Dataset entries:
--------
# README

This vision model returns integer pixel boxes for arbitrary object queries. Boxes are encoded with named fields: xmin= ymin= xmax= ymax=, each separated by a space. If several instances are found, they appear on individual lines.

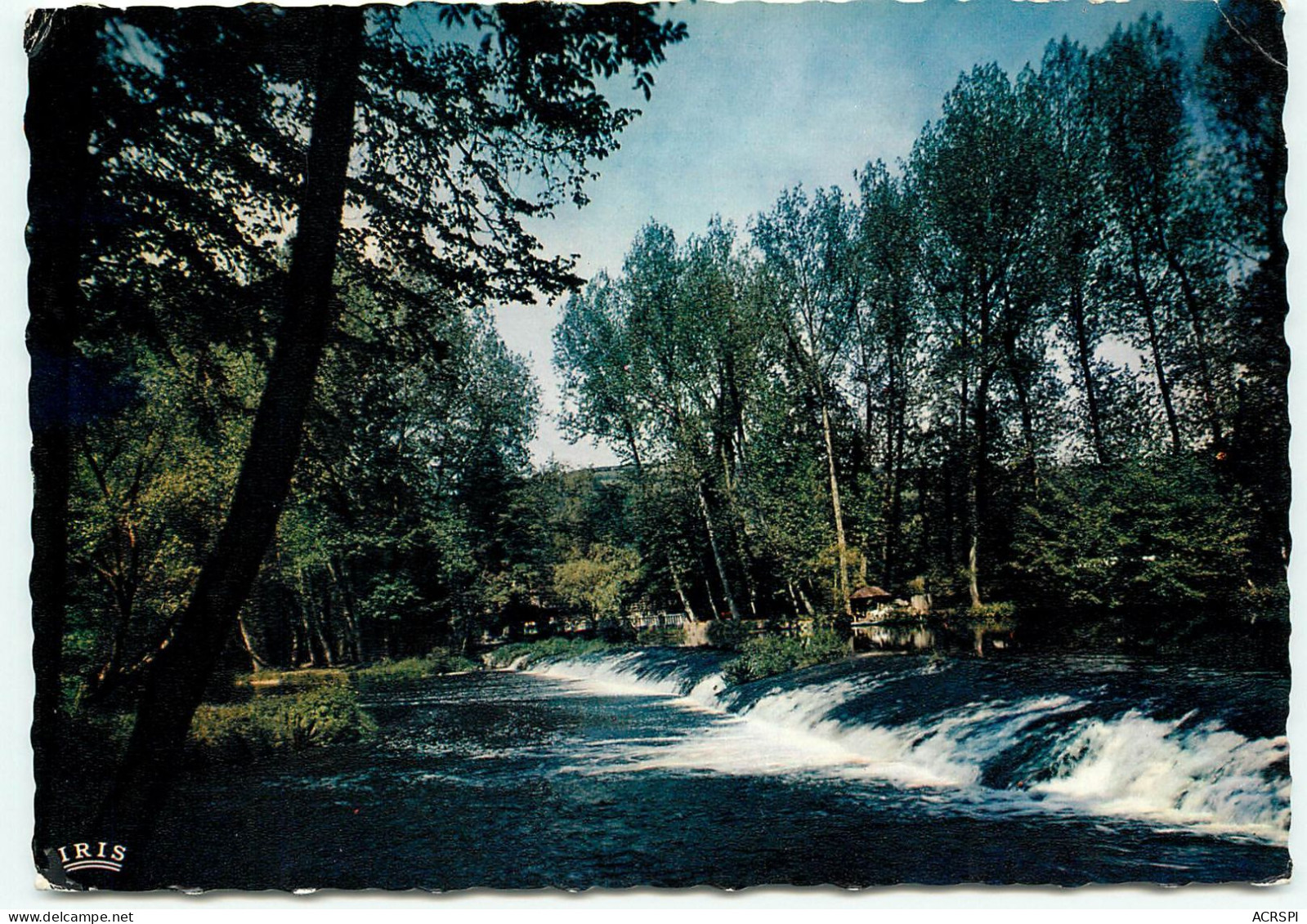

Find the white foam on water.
xmin=517 ymin=652 xmax=1289 ymax=841
xmin=1032 ymin=710 xmax=1290 ymax=841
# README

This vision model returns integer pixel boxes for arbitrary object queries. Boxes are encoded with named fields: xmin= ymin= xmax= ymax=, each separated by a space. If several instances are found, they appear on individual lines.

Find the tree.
xmin=33 ymin=7 xmax=685 ymax=878
xmin=554 ymin=542 xmax=641 ymax=630
xmin=1198 ymin=0 xmax=1290 ymax=582
xmin=908 ymin=64 xmax=1047 ymax=606
xmin=753 ymin=190 xmax=859 ymax=612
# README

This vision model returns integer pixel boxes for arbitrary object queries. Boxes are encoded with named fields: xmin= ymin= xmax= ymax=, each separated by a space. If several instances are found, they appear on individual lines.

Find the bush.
xmin=354 ymin=651 xmax=481 ymax=682
xmin=956 ymin=602 xmax=1017 ymax=632
xmin=722 ymin=628 xmax=848 ymax=684
xmin=486 ymin=635 xmax=624 ymax=667
xmin=709 ymin=619 xmax=751 ymax=649
xmin=635 ymin=626 xmax=685 ymax=647
xmin=190 ymin=684 xmax=377 ymax=757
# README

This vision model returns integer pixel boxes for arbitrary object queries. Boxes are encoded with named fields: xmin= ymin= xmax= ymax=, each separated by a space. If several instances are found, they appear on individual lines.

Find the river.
xmin=140 ymin=648 xmax=1289 ymax=890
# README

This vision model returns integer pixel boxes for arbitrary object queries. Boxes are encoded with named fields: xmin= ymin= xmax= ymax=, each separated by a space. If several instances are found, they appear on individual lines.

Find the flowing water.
xmin=140 ymin=648 xmax=1289 ymax=889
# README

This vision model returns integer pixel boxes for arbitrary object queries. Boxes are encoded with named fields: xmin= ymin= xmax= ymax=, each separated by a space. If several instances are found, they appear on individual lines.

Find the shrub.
xmin=709 ymin=619 xmax=751 ymax=649
xmin=958 ymin=602 xmax=1017 ymax=632
xmin=722 ymin=628 xmax=848 ymax=684
xmin=486 ymin=635 xmax=624 ymax=667
xmin=190 ymin=684 xmax=377 ymax=757
xmin=635 ymin=626 xmax=685 ymax=647
xmin=354 ymin=651 xmax=481 ymax=682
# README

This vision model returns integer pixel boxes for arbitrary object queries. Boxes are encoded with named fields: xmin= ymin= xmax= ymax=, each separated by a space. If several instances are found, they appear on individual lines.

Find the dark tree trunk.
xmin=1071 ymin=285 xmax=1110 ymax=465
xmin=1130 ymin=242 xmax=1181 ymax=455
xmin=25 ymin=7 xmax=103 ymax=869
xmin=91 ymin=7 xmax=364 ymax=887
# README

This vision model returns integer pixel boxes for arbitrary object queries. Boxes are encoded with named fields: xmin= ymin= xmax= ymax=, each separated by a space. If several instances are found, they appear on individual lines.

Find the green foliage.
xmin=486 ymin=636 xmax=624 ymax=669
xmin=1012 ymin=459 xmax=1250 ymax=613
xmin=190 ymin=684 xmax=377 ymax=758
xmin=351 ymin=651 xmax=481 ymax=682
xmin=956 ymin=602 xmax=1017 ymax=632
xmin=635 ymin=626 xmax=685 ymax=648
xmin=709 ymin=619 xmax=753 ymax=649
xmin=722 ymin=628 xmax=849 ymax=684
xmin=554 ymin=542 xmax=641 ymax=627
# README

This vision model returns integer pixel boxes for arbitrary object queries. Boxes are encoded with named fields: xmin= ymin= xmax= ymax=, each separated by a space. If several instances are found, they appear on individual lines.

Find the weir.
xmin=517 ymin=648 xmax=1289 ymax=843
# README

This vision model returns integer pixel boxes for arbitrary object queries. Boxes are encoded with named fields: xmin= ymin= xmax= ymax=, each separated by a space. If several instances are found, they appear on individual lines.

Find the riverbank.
xmin=130 ymin=648 xmax=1289 ymax=890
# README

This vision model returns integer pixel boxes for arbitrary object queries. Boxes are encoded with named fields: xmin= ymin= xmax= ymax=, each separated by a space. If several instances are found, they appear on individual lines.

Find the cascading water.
xmin=140 ymin=648 xmax=1290 ymax=889
xmin=520 ymin=649 xmax=1289 ymax=843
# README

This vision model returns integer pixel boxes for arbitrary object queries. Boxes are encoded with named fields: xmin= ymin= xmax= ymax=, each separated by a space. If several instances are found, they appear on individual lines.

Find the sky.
xmin=495 ymin=0 xmax=1218 ymax=466
xmin=0 ymin=0 xmax=1307 ymax=922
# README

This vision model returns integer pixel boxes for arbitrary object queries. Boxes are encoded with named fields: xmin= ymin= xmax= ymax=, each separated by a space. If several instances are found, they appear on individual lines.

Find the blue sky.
xmin=497 ymin=0 xmax=1218 ymax=465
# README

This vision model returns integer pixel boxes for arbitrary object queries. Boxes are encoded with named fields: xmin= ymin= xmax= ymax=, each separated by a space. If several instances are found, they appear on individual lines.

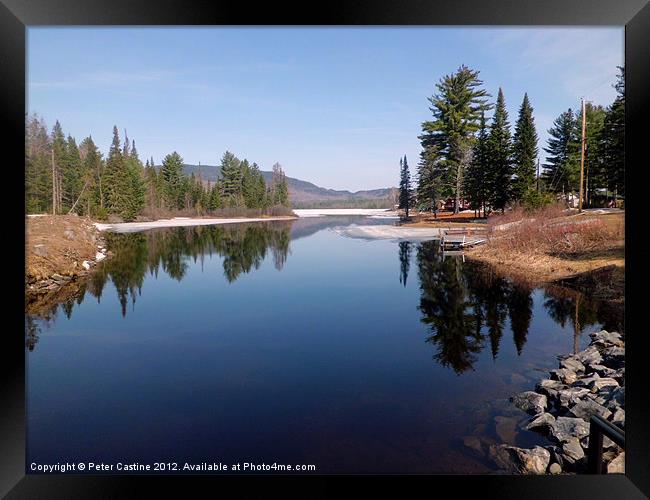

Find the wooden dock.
xmin=440 ymin=228 xmax=487 ymax=250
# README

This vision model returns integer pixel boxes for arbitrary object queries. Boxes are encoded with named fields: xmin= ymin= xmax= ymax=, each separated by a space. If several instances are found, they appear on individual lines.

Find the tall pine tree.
xmin=399 ymin=155 xmax=413 ymax=219
xmin=512 ymin=94 xmax=538 ymax=201
xmin=420 ymin=66 xmax=489 ymax=213
xmin=488 ymin=88 xmax=512 ymax=212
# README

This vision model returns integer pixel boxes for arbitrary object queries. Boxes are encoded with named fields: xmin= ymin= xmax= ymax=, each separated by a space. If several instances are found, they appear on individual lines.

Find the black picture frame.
xmin=0 ymin=0 xmax=650 ymax=500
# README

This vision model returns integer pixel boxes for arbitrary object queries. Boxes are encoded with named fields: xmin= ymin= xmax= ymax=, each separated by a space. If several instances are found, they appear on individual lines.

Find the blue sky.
xmin=27 ymin=27 xmax=624 ymax=191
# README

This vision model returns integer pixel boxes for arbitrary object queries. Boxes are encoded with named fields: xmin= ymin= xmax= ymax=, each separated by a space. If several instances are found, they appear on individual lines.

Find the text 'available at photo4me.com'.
xmin=28 ymin=462 xmax=316 ymax=474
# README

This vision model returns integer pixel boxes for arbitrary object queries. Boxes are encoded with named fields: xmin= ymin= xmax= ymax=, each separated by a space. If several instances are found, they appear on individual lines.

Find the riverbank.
xmin=94 ymin=216 xmax=297 ymax=233
xmin=25 ymin=215 xmax=109 ymax=309
xmin=487 ymin=330 xmax=625 ymax=474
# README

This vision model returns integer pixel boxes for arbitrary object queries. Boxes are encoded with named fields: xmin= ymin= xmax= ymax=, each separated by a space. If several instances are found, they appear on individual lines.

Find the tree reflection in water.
xmin=412 ymin=241 xmax=616 ymax=374
xmin=25 ymin=221 xmax=291 ymax=326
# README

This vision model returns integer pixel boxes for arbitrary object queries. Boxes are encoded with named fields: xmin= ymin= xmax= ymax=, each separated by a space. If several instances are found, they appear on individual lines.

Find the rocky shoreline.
xmin=25 ymin=215 xmax=110 ymax=311
xmin=488 ymin=330 xmax=625 ymax=474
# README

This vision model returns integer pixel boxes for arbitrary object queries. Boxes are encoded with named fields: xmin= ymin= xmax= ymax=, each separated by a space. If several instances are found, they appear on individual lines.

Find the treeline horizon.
xmin=25 ymin=118 xmax=291 ymax=221
xmin=399 ymin=65 xmax=625 ymax=216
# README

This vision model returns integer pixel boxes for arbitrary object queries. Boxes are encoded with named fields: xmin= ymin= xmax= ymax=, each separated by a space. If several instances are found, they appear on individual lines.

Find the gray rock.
xmin=550 ymin=368 xmax=578 ymax=385
xmin=510 ymin=391 xmax=548 ymax=415
xmin=551 ymin=417 xmax=589 ymax=443
xmin=611 ymin=408 xmax=625 ymax=426
xmin=463 ymin=436 xmax=485 ymax=456
xmin=575 ymin=346 xmax=603 ymax=365
xmin=589 ymin=330 xmax=624 ymax=347
xmin=607 ymin=452 xmax=625 ymax=474
xmin=494 ymin=416 xmax=517 ymax=444
xmin=562 ymin=438 xmax=585 ymax=463
xmin=589 ymin=378 xmax=619 ymax=393
xmin=573 ymin=373 xmax=600 ymax=387
xmin=589 ymin=365 xmax=617 ymax=377
xmin=569 ymin=399 xmax=612 ymax=422
xmin=489 ymin=444 xmax=551 ymax=474
xmin=560 ymin=355 xmax=585 ymax=372
xmin=558 ymin=387 xmax=590 ymax=408
xmin=34 ymin=245 xmax=47 ymax=257
xmin=526 ymin=413 xmax=555 ymax=432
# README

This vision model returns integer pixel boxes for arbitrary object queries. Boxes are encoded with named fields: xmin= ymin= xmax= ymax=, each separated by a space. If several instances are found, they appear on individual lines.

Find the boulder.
xmin=560 ymin=356 xmax=585 ymax=372
xmin=510 ymin=391 xmax=548 ymax=415
xmin=589 ymin=365 xmax=617 ymax=377
xmin=463 ymin=436 xmax=485 ymax=456
xmin=551 ymin=417 xmax=589 ymax=443
xmin=526 ymin=413 xmax=555 ymax=432
xmin=489 ymin=444 xmax=551 ymax=474
xmin=34 ymin=245 xmax=47 ymax=257
xmin=589 ymin=377 xmax=619 ymax=393
xmin=562 ymin=437 xmax=585 ymax=464
xmin=557 ymin=387 xmax=590 ymax=408
xmin=494 ymin=416 xmax=517 ymax=444
xmin=611 ymin=408 xmax=625 ymax=427
xmin=569 ymin=399 xmax=612 ymax=422
xmin=607 ymin=452 xmax=625 ymax=474
xmin=573 ymin=373 xmax=600 ymax=387
xmin=550 ymin=368 xmax=578 ymax=385
xmin=575 ymin=346 xmax=603 ymax=365
xmin=589 ymin=330 xmax=624 ymax=347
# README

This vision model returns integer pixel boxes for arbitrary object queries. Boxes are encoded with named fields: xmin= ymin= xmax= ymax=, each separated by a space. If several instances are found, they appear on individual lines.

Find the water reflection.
xmin=410 ymin=241 xmax=620 ymax=374
xmin=26 ymin=221 xmax=291 ymax=328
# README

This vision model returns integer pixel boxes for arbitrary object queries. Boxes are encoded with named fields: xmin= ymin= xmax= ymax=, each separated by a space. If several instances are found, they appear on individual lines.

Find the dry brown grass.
xmin=469 ymin=207 xmax=625 ymax=296
xmin=25 ymin=215 xmax=103 ymax=283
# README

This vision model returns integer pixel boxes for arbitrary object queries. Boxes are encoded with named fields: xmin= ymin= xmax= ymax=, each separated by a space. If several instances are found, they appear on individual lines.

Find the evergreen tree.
xmin=399 ymin=155 xmax=413 ymax=219
xmin=126 ymin=141 xmax=146 ymax=218
xmin=420 ymin=66 xmax=490 ymax=213
xmin=598 ymin=67 xmax=625 ymax=203
xmin=220 ymin=151 xmax=243 ymax=207
xmin=25 ymin=114 xmax=52 ymax=213
xmin=542 ymin=109 xmax=580 ymax=193
xmin=512 ymin=94 xmax=537 ymax=201
xmin=271 ymin=163 xmax=289 ymax=207
xmin=159 ymin=151 xmax=184 ymax=210
xmin=488 ymin=88 xmax=512 ymax=212
xmin=465 ymin=113 xmax=492 ymax=216
xmin=416 ymin=146 xmax=442 ymax=214
xmin=79 ymin=136 xmax=104 ymax=217
xmin=61 ymin=135 xmax=85 ymax=213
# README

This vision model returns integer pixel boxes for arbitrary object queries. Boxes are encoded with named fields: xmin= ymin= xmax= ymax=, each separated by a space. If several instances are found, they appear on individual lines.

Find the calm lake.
xmin=26 ymin=216 xmax=621 ymax=473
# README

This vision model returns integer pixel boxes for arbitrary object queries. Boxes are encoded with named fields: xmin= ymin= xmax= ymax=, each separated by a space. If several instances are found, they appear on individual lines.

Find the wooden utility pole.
xmin=52 ymin=148 xmax=56 ymax=215
xmin=578 ymin=97 xmax=587 ymax=212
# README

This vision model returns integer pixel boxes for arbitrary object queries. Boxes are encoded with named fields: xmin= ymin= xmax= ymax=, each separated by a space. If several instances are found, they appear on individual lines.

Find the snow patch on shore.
xmin=332 ymin=225 xmax=442 ymax=241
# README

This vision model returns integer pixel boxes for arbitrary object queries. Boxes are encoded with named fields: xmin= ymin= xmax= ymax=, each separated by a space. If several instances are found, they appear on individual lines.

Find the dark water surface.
xmin=26 ymin=217 xmax=620 ymax=473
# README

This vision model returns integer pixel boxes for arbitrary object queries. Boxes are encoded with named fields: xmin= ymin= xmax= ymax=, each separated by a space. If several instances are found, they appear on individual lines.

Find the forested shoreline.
xmin=399 ymin=65 xmax=625 ymax=216
xmin=25 ymin=119 xmax=290 ymax=221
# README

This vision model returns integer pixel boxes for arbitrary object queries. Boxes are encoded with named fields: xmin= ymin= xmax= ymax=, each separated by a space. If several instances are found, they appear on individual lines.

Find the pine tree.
xmin=598 ymin=67 xmax=625 ymax=203
xmin=79 ymin=136 xmax=104 ymax=217
xmin=159 ymin=151 xmax=184 ymax=210
xmin=399 ymin=155 xmax=413 ymax=219
xmin=488 ymin=88 xmax=512 ymax=212
xmin=542 ymin=109 xmax=580 ymax=193
xmin=220 ymin=151 xmax=243 ymax=207
xmin=419 ymin=66 xmax=490 ymax=213
xmin=25 ymin=114 xmax=52 ymax=213
xmin=512 ymin=94 xmax=537 ymax=201
xmin=465 ymin=113 xmax=492 ymax=216
xmin=271 ymin=163 xmax=289 ymax=207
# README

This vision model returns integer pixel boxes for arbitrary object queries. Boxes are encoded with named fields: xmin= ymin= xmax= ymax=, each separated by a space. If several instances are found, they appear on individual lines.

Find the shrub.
xmin=521 ymin=190 xmax=555 ymax=211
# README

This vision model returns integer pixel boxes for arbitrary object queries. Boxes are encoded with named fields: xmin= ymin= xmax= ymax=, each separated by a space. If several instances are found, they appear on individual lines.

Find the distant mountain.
xmin=173 ymin=164 xmax=395 ymax=208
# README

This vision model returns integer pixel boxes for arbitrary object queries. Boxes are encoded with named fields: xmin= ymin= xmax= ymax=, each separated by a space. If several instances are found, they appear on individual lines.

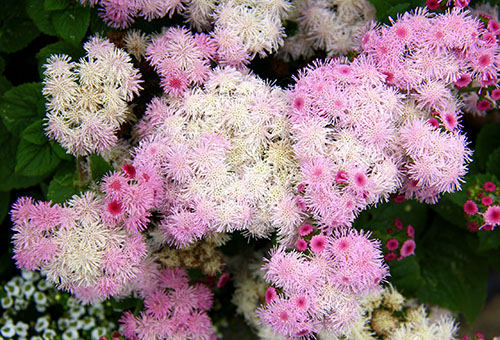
--------
Short task: Pick out every line in the listing above that contains the string "dark", and copy each one.

Response:
Find the dark tree trunk.
Find the dark water surface.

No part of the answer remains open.